*The task*. Determine how many lines below hold the string "frame". Reply with the number alone.

── Record set

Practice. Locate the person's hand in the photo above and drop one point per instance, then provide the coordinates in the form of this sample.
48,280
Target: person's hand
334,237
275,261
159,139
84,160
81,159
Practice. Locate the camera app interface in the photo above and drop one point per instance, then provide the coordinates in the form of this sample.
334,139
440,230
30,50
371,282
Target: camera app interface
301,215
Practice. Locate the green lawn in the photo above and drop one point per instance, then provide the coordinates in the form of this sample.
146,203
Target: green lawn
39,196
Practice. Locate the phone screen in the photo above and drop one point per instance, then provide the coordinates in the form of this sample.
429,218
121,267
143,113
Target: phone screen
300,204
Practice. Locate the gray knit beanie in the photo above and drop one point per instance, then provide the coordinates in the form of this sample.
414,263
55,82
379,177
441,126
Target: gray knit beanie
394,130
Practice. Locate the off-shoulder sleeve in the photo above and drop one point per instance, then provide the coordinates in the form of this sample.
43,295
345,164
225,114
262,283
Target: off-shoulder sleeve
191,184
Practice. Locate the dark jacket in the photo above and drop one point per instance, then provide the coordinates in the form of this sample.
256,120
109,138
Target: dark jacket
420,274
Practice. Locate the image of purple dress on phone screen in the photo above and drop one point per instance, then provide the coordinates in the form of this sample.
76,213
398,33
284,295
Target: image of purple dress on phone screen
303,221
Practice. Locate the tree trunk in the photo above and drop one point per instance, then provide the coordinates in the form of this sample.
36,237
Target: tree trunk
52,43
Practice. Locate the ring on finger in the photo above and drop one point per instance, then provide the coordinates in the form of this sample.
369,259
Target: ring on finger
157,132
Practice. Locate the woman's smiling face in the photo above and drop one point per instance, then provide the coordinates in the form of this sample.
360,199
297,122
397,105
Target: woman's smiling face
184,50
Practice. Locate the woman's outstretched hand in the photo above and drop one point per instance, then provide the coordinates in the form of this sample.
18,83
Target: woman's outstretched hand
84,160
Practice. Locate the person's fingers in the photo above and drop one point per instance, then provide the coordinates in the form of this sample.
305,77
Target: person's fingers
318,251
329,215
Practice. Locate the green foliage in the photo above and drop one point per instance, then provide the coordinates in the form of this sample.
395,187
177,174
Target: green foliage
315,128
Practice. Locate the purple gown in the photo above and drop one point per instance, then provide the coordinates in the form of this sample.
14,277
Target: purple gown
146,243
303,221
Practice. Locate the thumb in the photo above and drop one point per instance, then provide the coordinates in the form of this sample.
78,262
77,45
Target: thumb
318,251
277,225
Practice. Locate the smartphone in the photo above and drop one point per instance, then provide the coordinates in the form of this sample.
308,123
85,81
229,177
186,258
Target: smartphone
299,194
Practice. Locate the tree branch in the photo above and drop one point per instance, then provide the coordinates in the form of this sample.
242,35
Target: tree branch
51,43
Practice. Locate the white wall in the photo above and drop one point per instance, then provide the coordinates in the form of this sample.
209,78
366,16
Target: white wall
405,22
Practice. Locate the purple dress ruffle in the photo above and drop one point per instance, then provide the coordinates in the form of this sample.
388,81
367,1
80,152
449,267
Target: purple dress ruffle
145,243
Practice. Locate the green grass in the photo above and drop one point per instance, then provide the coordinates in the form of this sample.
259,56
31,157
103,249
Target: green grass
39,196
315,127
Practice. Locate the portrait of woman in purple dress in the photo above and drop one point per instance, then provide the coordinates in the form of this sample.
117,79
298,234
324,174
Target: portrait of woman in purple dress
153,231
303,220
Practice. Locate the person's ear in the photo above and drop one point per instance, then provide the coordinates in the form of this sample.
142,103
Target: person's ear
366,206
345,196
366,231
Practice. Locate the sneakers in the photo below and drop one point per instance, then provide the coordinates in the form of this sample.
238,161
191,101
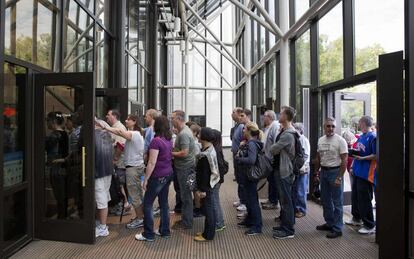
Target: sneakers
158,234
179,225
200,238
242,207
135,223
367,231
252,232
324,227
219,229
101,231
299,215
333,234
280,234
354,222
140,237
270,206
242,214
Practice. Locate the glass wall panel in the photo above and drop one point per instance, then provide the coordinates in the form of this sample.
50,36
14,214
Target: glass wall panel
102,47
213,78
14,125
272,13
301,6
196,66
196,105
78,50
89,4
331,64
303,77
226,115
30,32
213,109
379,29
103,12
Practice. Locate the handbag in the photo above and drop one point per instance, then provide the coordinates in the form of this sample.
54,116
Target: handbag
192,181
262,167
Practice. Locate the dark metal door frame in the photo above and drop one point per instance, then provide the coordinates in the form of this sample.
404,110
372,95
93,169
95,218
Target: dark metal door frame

────
── Record set

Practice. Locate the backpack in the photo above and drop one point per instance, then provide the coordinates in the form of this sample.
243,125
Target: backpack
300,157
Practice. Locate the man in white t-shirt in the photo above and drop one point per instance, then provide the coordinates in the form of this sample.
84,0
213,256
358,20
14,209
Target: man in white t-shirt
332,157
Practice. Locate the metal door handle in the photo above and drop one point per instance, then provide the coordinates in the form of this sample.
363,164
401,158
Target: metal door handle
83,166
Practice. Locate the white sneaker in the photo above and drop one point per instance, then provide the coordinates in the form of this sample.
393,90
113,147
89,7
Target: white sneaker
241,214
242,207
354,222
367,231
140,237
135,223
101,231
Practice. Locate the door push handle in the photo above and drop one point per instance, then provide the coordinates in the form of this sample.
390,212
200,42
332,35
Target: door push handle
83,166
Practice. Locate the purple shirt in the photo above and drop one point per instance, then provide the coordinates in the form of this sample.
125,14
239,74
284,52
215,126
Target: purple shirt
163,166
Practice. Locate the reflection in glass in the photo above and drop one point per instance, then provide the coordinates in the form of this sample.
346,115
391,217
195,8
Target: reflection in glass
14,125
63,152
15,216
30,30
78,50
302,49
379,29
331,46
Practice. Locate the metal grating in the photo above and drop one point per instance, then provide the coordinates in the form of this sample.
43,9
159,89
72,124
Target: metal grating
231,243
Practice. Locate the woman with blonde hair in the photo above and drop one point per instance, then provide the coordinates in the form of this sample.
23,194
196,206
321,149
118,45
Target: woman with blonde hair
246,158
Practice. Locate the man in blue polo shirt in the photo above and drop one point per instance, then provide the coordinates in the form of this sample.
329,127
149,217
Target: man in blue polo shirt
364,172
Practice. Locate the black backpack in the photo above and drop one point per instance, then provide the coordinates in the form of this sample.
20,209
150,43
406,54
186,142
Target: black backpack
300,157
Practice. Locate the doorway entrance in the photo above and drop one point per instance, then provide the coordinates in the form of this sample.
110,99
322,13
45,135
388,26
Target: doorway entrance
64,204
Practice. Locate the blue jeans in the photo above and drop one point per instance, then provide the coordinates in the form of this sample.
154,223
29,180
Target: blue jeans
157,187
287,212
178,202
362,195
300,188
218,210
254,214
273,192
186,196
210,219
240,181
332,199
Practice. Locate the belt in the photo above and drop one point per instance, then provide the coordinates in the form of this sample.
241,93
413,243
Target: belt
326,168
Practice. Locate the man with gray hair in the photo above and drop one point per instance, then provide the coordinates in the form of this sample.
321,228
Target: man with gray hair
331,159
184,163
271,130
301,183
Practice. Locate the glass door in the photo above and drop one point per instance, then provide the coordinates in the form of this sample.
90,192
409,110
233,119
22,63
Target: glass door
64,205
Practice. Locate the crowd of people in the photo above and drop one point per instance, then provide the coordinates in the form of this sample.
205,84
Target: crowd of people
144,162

────

*Exercise answer*. 2